- _DATA PROVIDED_:
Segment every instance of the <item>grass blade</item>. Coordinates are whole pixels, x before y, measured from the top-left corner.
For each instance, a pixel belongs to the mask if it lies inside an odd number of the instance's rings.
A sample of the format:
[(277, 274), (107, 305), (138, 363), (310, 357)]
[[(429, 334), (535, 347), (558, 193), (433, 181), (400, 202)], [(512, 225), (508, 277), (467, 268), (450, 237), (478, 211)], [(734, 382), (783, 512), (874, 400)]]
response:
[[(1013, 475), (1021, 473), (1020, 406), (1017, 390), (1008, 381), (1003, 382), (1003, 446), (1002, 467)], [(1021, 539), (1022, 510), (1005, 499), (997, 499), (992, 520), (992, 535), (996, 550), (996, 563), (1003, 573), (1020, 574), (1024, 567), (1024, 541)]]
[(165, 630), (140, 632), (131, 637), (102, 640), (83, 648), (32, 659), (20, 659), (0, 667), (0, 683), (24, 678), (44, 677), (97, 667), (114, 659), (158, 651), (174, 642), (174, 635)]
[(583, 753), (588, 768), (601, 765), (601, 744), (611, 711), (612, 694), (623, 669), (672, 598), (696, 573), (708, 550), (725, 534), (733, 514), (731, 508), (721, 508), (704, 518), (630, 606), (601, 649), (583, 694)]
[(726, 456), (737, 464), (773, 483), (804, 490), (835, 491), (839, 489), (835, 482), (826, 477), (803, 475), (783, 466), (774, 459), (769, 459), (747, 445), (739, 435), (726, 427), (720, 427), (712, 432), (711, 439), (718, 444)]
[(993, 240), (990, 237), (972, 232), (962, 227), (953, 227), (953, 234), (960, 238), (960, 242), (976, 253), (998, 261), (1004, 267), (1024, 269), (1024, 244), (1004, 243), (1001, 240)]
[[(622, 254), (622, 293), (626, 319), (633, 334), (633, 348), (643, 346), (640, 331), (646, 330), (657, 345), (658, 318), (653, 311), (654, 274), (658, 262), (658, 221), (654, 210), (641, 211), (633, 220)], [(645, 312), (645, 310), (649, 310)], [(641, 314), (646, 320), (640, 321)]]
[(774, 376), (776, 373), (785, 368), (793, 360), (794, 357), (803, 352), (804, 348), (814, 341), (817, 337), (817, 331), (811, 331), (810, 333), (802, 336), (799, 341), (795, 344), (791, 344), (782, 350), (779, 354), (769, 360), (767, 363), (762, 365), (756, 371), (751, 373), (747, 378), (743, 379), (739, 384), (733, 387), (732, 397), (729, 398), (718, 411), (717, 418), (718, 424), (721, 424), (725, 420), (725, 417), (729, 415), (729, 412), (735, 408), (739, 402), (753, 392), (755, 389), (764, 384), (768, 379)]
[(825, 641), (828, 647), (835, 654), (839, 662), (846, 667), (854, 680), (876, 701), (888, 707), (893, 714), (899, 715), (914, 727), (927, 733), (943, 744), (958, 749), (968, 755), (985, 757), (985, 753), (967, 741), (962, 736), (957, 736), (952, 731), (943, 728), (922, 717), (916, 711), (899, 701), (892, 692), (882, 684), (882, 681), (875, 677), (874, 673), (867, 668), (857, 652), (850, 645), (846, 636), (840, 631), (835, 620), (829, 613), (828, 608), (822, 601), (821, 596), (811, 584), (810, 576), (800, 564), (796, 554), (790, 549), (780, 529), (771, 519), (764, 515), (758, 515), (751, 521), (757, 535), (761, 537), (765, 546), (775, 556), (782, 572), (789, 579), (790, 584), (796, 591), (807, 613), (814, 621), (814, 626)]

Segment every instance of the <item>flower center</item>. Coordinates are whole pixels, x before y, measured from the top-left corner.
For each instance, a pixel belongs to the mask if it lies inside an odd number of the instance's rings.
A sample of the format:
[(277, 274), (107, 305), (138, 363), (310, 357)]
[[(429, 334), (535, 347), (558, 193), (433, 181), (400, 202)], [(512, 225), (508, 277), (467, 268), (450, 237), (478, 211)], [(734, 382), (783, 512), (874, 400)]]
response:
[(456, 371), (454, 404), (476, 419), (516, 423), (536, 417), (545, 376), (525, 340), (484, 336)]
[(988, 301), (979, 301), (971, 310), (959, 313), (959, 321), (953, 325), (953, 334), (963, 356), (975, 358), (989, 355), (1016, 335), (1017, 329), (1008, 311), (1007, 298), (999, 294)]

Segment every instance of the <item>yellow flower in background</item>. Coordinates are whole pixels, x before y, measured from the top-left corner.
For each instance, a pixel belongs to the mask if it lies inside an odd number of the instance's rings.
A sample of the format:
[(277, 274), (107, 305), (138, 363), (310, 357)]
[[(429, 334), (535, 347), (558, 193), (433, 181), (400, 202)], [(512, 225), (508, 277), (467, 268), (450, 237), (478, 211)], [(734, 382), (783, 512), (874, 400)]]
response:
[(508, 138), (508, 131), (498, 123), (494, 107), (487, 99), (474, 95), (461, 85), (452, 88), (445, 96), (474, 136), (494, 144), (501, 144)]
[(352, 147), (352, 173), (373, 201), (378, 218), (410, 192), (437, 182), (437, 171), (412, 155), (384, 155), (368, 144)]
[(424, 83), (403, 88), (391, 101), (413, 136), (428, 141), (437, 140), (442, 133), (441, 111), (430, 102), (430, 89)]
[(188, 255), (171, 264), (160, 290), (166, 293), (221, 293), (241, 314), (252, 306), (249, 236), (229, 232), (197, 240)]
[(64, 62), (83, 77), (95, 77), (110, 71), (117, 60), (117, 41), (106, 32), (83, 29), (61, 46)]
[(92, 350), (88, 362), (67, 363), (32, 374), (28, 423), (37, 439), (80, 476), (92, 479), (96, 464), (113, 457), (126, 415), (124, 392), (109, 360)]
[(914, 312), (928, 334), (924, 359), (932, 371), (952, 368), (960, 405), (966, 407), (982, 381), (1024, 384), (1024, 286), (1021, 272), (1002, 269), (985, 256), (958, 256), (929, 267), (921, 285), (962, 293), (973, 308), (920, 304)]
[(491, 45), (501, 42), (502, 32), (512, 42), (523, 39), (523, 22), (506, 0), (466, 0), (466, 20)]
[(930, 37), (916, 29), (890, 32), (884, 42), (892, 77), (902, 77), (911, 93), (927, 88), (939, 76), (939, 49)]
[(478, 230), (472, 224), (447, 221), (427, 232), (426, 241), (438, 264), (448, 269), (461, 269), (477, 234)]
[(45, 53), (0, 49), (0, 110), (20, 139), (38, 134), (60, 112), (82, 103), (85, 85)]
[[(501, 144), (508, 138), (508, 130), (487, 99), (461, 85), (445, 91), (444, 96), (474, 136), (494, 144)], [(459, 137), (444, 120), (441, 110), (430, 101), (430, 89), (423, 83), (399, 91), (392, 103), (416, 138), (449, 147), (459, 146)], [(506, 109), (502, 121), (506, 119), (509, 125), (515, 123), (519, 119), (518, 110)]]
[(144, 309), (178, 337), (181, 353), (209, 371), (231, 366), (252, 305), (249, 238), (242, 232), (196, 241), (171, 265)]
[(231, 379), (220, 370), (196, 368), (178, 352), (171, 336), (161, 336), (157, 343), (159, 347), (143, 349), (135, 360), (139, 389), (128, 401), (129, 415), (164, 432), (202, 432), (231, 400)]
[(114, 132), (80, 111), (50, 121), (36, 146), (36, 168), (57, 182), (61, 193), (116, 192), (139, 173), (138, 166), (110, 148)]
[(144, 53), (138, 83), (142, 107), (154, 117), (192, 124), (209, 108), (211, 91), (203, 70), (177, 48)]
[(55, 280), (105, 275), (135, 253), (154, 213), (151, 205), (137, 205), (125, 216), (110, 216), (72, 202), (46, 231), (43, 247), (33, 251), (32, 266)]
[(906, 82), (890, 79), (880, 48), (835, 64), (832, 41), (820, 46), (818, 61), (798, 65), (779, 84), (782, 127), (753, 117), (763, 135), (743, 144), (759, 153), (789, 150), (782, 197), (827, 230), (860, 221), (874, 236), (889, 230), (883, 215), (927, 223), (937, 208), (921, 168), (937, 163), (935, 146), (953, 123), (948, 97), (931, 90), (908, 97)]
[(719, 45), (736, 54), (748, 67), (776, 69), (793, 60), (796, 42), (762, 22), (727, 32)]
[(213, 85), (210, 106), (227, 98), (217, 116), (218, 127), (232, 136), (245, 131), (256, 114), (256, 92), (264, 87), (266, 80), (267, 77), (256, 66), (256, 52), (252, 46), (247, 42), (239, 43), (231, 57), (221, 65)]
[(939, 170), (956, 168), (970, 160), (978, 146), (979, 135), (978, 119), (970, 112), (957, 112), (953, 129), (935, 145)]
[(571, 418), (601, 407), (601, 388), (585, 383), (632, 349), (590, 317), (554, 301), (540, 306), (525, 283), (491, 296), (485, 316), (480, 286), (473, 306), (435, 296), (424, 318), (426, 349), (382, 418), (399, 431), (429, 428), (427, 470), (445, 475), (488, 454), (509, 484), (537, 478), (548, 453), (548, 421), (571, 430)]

- _TRY IT_:
Exactly how many lines in the records contain the string "left"? Give that number alone.

- _RESULT FOR THIS EXERCISE_:
3